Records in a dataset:

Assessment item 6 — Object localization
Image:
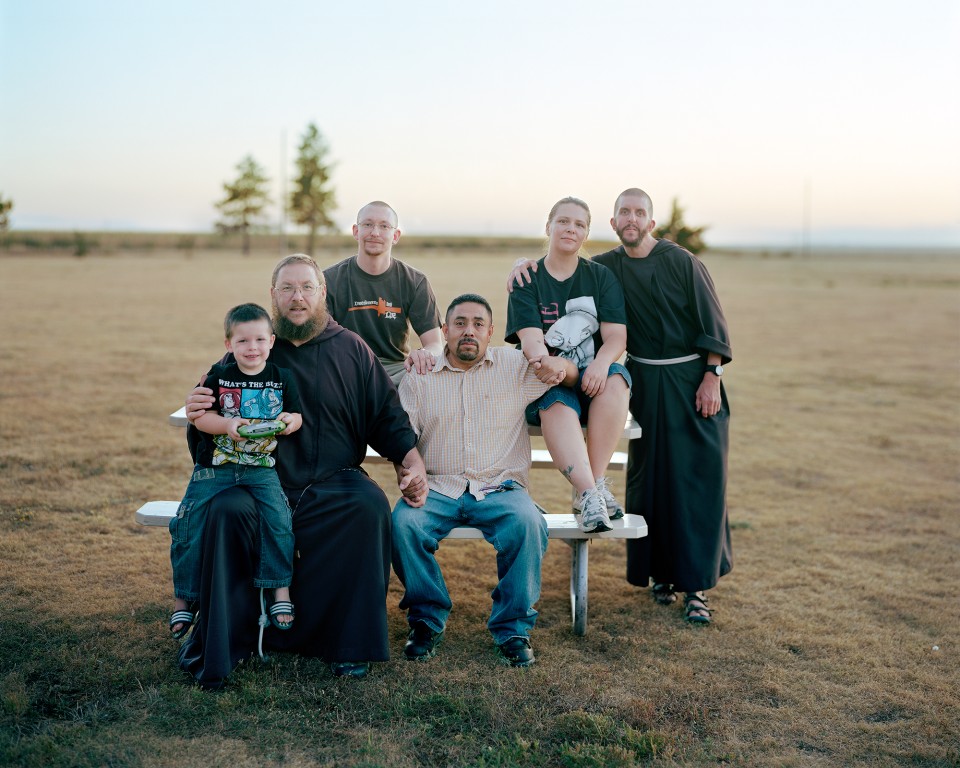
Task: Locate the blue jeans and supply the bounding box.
[393,481,547,644]
[170,464,293,602]
[524,363,633,427]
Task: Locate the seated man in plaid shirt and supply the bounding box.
[393,294,578,667]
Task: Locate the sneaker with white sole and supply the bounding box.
[597,477,623,520]
[573,488,610,533]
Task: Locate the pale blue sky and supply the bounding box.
[0,0,960,246]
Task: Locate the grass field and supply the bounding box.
[0,243,960,768]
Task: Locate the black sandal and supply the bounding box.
[650,584,677,605]
[683,592,711,624]
[170,611,196,640]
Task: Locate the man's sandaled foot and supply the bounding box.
[683,592,711,624]
[270,600,294,629]
[170,611,196,640]
[650,583,677,605]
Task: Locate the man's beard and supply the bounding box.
[273,298,330,342]
[617,227,643,248]
[454,340,480,363]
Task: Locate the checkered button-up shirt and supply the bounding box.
[400,347,550,500]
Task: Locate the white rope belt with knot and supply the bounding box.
[627,352,700,365]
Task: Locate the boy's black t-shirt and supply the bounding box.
[196,360,301,467]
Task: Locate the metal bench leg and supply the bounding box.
[567,539,590,637]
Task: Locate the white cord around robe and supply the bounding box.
[257,587,270,659]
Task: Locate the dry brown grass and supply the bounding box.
[0,243,960,766]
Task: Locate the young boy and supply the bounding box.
[170,304,303,640]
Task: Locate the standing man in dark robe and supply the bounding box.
[508,188,733,624]
[180,254,427,688]
[594,188,733,624]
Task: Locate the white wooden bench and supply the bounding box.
[142,408,647,636]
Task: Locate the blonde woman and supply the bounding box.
[506,197,631,533]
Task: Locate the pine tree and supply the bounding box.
[653,198,707,253]
[287,123,336,256]
[215,155,270,256]
[0,195,13,232]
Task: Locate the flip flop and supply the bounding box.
[170,611,196,640]
[683,592,712,624]
[270,600,294,630]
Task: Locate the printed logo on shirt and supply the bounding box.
[347,296,403,320]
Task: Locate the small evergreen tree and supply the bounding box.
[287,123,337,256]
[215,155,270,256]
[0,195,13,232]
[653,198,707,253]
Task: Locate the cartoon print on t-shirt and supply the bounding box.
[543,296,600,368]
[220,389,240,419]
[260,387,283,419]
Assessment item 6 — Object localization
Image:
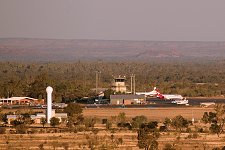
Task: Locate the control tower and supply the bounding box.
[112,76,127,93]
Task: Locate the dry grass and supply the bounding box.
[83,107,214,121]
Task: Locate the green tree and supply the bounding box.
[64,103,84,127]
[50,117,60,127]
[64,103,83,116]
[172,115,188,131]
[41,117,47,127]
[163,117,172,130]
[131,115,147,128]
[118,112,126,123]
[137,125,160,150]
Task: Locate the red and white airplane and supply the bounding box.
[136,87,158,97]
[156,90,184,100]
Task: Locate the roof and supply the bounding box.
[110,94,145,99]
[0,97,38,101]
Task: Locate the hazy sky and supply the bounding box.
[0,0,225,41]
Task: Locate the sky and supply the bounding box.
[0,0,225,41]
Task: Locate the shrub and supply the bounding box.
[50,117,60,127]
[0,127,6,134]
[102,118,108,124]
[16,124,27,134]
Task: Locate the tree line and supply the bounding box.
[0,60,225,102]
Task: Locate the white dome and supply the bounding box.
[46,86,53,93]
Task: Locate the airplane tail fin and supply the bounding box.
[154,88,164,99]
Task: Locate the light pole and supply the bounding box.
[95,71,101,94]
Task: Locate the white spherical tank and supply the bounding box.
[46,86,53,123]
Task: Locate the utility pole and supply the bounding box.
[130,74,135,94]
[95,71,98,94]
[134,75,136,95]
[95,71,101,94]
[130,75,133,94]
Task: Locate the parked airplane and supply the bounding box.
[200,102,216,107]
[136,87,157,97]
[171,98,188,105]
[156,90,184,100]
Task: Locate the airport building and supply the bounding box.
[110,95,146,105]
[0,97,44,106]
[112,76,127,93]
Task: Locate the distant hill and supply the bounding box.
[0,38,225,61]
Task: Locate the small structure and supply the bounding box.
[6,109,67,124]
[7,86,67,124]
[110,95,146,105]
[0,97,44,106]
[112,76,127,93]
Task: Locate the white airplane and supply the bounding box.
[200,102,216,107]
[156,90,184,100]
[171,98,188,105]
[136,87,157,97]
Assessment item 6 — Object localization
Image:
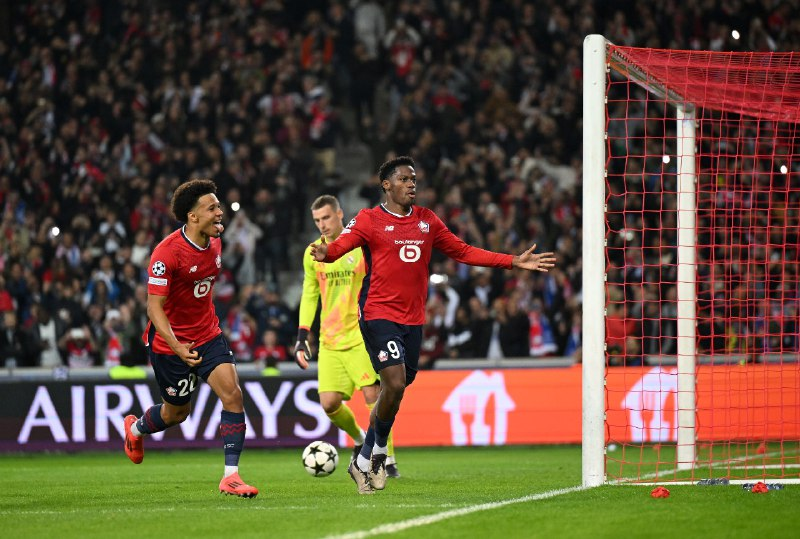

Goal:
Repeat the material above, changing every "supply the bounding box" to "give the bounding box" and keeping everything else the same. Omit the pictures from your answer.

Response to the task:
Assessment item 6 — Object localization
Image:
Task: Locate the blue jeans and give the bounding box.
[393,481,547,644]
[170,464,293,602]
[524,363,633,427]
Task: Locate the seated man in plaid shirt and give the bounding box.
[393,294,578,667]
Task: Locate the sneaker with white sole and give the bounding box.
[597,477,623,520]
[573,488,610,533]
Task: Locate the pale blue sky and give the bounding box.
[0,0,960,246]
Task: Locate the grass field and give the bounding box.
[0,243,960,768]
Task: Locate the black sandal and give the bounding box.
[650,584,677,605]
[683,592,711,624]
[170,611,196,640]
Task: Locate the man's sandaled foot and give the bounding box.
[683,592,711,624]
[270,600,294,629]
[170,611,196,640]
[650,583,677,605]
Task: Locate the man's beard and give the bounding box.
[273,298,330,342]
[617,227,643,248]
[454,340,480,363]
Task: Locate the checkered button-up shirt and give the bounding box.
[400,347,550,500]
Task: Locate the white rope belt with knot and give the bounding box.
[627,352,700,365]
Task: Locate the boy's black t-shirt and give the bounding box.
[196,360,301,467]
Task: Locate the metal bench leg and give the bounding box.
[567,539,590,637]
Task: Locate the white cord around robe and give the bounding box.
[257,587,270,659]
Task: Locate the dry brown grass and give the bounding box.
[0,243,960,766]
Task: Locate the young boy and give the bounding box.
[170,304,303,640]
Task: Locate the standing man in dark robe and give the bounding box.
[508,188,733,624]
[180,254,427,688]
[594,188,733,624]
Task: Locate the white wooden bench and give the bounding box.
[142,408,647,636]
Task: Locate the blonde woman and give the bounding box.
[506,197,631,533]
Task: Locate the pine tree and give the bounding box.
[653,198,707,253]
[287,123,336,256]
[215,155,270,256]
[0,195,13,232]
Task: Locate the flip flop and give the bounding box.
[170,611,196,640]
[683,592,712,624]
[270,600,294,630]
Task: Locate the printed logo on shirt and give the bounding box.
[347,296,403,320]
Task: Locate the small evergreen tree and give the bounding box.
[287,123,337,256]
[215,155,270,256]
[0,195,13,232]
[653,198,707,253]
Task: Locate the cartoon print on t-shirt and give the bounding box.
[543,296,600,368]
[220,389,240,419]
[260,387,283,419]
Assessment item 6 — Object localization
Image:
Task: Locate the control tower and give the bounding box.
[112,76,127,93]
Task: Locate the dry grass and give the bounding box.
[83,107,214,121]
Task: Locate the green tree and give the bounding box.
[64,103,84,127]
[50,117,60,127]
[64,103,83,116]
[172,115,188,131]
[41,117,47,127]
[163,117,172,130]
[131,115,147,128]
[118,112,126,123]
[137,125,160,150]
Task: Locate the red and white airplane and give the bounding box.
[136,87,158,97]
[156,90,184,100]
Task: Locate the roof and give the bounding box.
[110,94,145,99]
[0,97,38,101]
Task: Locate the hazy sky and give the bounding box.
[0,0,225,41]
Task: Locate the sky and give the bounding box.
[0,0,225,41]
Task: Locate the shrub and give the bounding box.
[50,117,60,127]
[0,127,6,134]
[102,118,108,124]
[16,124,27,134]
Task: Locate the tree line and give the bounding box.
[0,60,225,102]
Task: Locate the white dome and give the bounding box.
[46,86,53,93]
Task: Locate the airplane tail fin and give the bounding box.
[154,88,164,99]
Task: Locate the light pole and give the bounding box.
[95,71,101,94]
Task: Locate the white spherical tank and give the bounding box.
[46,86,53,123]
Task: Locate the utility pole and give the bounding box.
[130,74,135,94]
[95,71,98,94]
[134,75,136,95]
[95,71,101,94]
[130,75,133,94]
Task: Locate the parked airplane and give the bounding box.
[200,102,216,107]
[136,87,157,97]
[171,98,188,105]
[156,90,184,100]
Task: Locate the airport building and give the bounding box.
[110,95,146,105]
[0,97,44,106]
[112,76,127,93]
Task: Locate the distant hill and give the bounding box.
[0,38,225,61]
Task: Locate the small structure and give the bounding box.
[6,109,67,124]
[7,86,67,124]
[110,95,146,105]
[0,97,44,106]
[112,76,127,93]
Task: Locate the white airplane and give the bounding box.
[200,102,216,107]
[156,90,184,100]
[171,98,188,105]
[136,87,157,97]
Assessment item 6 — Object localization
Image:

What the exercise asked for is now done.